# The problem:
Start at the top and transcribe every record through the final line exactly.

# Records supplied:
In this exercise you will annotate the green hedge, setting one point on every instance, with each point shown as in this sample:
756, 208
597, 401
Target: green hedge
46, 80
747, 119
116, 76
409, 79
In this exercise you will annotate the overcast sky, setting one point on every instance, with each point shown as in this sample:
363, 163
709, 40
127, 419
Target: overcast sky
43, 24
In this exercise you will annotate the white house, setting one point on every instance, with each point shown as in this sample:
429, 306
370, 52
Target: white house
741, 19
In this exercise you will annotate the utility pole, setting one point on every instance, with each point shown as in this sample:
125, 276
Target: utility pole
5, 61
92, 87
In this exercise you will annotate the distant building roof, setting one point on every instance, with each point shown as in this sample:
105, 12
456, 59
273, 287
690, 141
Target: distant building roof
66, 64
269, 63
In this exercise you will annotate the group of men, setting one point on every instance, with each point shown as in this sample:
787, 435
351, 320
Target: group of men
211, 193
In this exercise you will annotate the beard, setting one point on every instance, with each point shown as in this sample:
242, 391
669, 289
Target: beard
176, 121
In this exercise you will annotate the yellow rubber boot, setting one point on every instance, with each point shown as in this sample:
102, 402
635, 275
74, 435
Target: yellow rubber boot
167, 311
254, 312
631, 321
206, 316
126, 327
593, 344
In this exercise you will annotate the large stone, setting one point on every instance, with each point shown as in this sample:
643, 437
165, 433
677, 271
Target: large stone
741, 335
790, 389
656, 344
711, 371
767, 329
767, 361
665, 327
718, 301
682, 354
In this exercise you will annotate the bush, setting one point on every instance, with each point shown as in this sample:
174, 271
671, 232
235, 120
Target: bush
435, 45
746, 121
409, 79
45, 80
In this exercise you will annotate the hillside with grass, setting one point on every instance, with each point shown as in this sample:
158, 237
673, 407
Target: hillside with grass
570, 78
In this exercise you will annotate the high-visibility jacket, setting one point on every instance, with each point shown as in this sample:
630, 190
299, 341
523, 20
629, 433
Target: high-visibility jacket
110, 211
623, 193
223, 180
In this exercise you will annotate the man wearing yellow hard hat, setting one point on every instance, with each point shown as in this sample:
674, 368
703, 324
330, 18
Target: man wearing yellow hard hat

# Problem solution:
In this exercise you will annotate the green hedge, setting one point on every instance, with each point shown as in this sample:
756, 208
597, 401
Target: green hedge
46, 80
747, 119
116, 76
409, 79
In this exercise you will annotate the overcast sky, setting one point on every instance, with each point shown as in this sample:
363, 163
709, 40
127, 419
Target: overcast sky
43, 24
In this exercise you will annotate the white house, setting one point on every instance, with each point shown as in this sample:
429, 306
370, 52
Target: white house
741, 19
In this exercise you will annotate the utility pole, setting one point on every instance, with each point shown as in this sample:
125, 276
Target: utility pole
5, 61
92, 87
In this exercise you will annotate the distant building roof, setting one point on every instance, with each point shown as in this sample:
105, 12
456, 59
273, 287
690, 141
Target: distant building roof
66, 64
269, 63
In this exercise you will annotate the group of men, setting one point on every instance, with each point shown as in this sample:
787, 435
351, 320
Target: group of men
211, 193
In this exercise you will annotate the beard, setting one point on every instance, with each point shown as in this sample:
242, 391
669, 289
Target: beard
176, 121
In this exercise you will annotate the yellow rubber boot, setting one point on every instance, with each point shown as in this sample:
102, 402
635, 275
74, 435
Target: yellow rubber boot
167, 311
254, 312
631, 321
206, 316
126, 327
593, 344
In this exercise you will annotate the large stone, setting one point on every instance, with each point shown as in this sample:
643, 437
165, 433
677, 271
Target: large stone
741, 335
790, 389
656, 344
711, 371
767, 329
767, 361
665, 327
718, 301
682, 354
In this exercise you will annotate the bush, setting one point on every instance, with each point shown as in this sample:
174, 271
671, 232
235, 120
Target: bush
435, 45
746, 121
409, 79
45, 80
In this exercise you will annotate the hillside with grass, setting one point on every instance, with each point shown as in this sample:
158, 237
673, 407
Target: hillside with grass
570, 78
In this exercise you will annotate the high-visibility jacket, setting one point on every instance, with each point shown as in this sample:
630, 190
299, 341
523, 20
629, 433
Target: high-visibility jacket
110, 211
623, 193
223, 180
In this exercise you will annotate the man wearing yellow hard hat, setting one point on every instance, with each point shown as in this sample:
674, 368
703, 324
330, 18
Target: man wearing yellow hard hat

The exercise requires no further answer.